**Page**
## START

The biggest story of the year came at the very end of 2012 with the tragic shootings at the Sandy Hook Elementary School in neighboring Newtown on Dec. 14. The devastating loss of 20 young schoolchildren and six school administrators is what 2012 will be remembered for, not just in Weston, but around the world.
There were other things on the minds of Westonites throughout the year. In The Weston Forum’s look back, here are the top stories for Weston in 2012.
As Yogi Berra might say, “It was deja vu all over again.”
In 2011, Hurricane Irene slammed Weston followed by the nor’easter Alfred, causing prolonged and extensive power outages. Forecasters called Irene a “100-year storm,” but it wasn’t.
Fast forward to Oct. 28, 2012, when Superstorm Sandy whipped into town, a hybrid hurricane earning the nickname “Frankenstorm” because it, like Alfred before it, arrived just before Halloween.
Sandy’s gale force winds ripped trees from the ground and at the storm’s peak more than 100 roads in Weston were impassable due to downed trees and wires. Power went out for the entire town.
Connecticut Light and Power Company (CL&P), which was highly criticized for its slow response during Irene, appeared more prepared during Sandy, but power restoration times lagged again, and criticism was again rampant.
Police, fire and EMS crews slept on cots in town buildings to be at the ready when Sandy struck. No injuries or deaths were reported in Weston from the storm, but numerous homes were damaged from fallen trees. Members of the National Guard stopped by to help clear trees from the roadways, and power crews from as far away as Canada helped turn the lights back on.

## END

**Listing**
## START

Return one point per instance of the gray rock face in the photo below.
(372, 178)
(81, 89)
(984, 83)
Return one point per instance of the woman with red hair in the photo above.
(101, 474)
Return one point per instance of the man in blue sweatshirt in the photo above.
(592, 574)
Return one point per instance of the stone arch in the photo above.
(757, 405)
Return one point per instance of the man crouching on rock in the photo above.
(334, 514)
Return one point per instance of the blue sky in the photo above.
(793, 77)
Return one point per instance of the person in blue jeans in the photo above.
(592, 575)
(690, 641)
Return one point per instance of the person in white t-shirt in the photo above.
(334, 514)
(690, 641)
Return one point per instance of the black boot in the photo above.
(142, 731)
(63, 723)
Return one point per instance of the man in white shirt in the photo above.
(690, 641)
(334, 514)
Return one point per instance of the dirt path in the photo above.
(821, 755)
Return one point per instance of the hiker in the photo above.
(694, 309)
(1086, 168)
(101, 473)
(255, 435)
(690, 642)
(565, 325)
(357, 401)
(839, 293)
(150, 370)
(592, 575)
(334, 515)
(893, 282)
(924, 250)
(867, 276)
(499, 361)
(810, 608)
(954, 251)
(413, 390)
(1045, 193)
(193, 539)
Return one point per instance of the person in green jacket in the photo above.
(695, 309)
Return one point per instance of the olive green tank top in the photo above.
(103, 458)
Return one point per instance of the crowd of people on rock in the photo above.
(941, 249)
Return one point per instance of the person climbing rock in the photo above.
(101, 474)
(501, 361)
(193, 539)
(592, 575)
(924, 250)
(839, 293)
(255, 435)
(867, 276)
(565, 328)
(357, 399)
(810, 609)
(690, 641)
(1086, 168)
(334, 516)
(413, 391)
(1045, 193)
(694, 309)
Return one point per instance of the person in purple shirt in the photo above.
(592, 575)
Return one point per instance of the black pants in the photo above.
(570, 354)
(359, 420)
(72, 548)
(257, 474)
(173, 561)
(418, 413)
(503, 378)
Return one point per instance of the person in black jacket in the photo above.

## END

**Exercise task 1**
In the review of Weston's top stories of 2012, what nickname did Superstorm Sandy earn?
**Exercise task 2**
Carry on the review of Weston's top stories of 2012 from its last sentence.

**Task output 1**
"Frankenstorm"

**Task output 2**
Volunteers operated a comfort station at the schools, providing residents with shower facilities, water and packaged meals.
The Weston Police Department was in the news quite a bit in 2012.
The year got off to a bumpy start in January after Police Chief John Troxell traveled to upstate New York and acquired two military surplus Humvees for the department, at no cost to the town.
Although members of the Police Commission had given their approval for the Humvees, the chief was criticized in a series of emails from Police Commission Chairman Rick Phillips and First Selectman Gayle Weinstein for “violating the chain of command” because he had not notified the first selectman of his intentions. The chief maintained that it was his duty to report to the commission and not the first selectman, causing conflict among the parties.
On Jan. 24, Chief Troxell announced he was retiring in July for “personal reasons,” saying his enthusiasm for the job had been “chipped away.”
Shortly after that announcement, a petition of support for the chief circulated around the community and garnered 200 signatures. In light of the outpouring of public support, and an endorsement by the Police Commission, Chief Troxell rescinded his pending retirement and said he would honor his contract, which runs through 2014.
The Humvees have been used by the town for bad weather conditions, including Superstorm Sandy.
In July, Jaime Gonzalez, 39, of Bridgeport, led police on a foot chase through the woods following a violent spree where he seemed to purposely crash into several motor vehicles, including a Redding police cruiser.
The suspect was finally subdued on Newtown Turnpike after he was Tasered by Redding police, who had responded to Weston’s call for mutual aid.
The Weston Police Department was not outfitted with Tasers, and following that incident, Chief Troxell and the Police Commission asked the Board of Selectmen for an $11,000 supplemental appropriation for the immediate purchase of Tasers.
The commission had approved a Taser policy the year before, but had not budgeted for Tasers due to a request to keep its budget request down.
In September, the selectmen declined to take action on the request for a supplemental appropriation and said the commission should put the Taser request in next year’s budget or ask for public donations.
Within a couple of weeks, several Weston families made donations to the police department to cover the full costs of the Tasers.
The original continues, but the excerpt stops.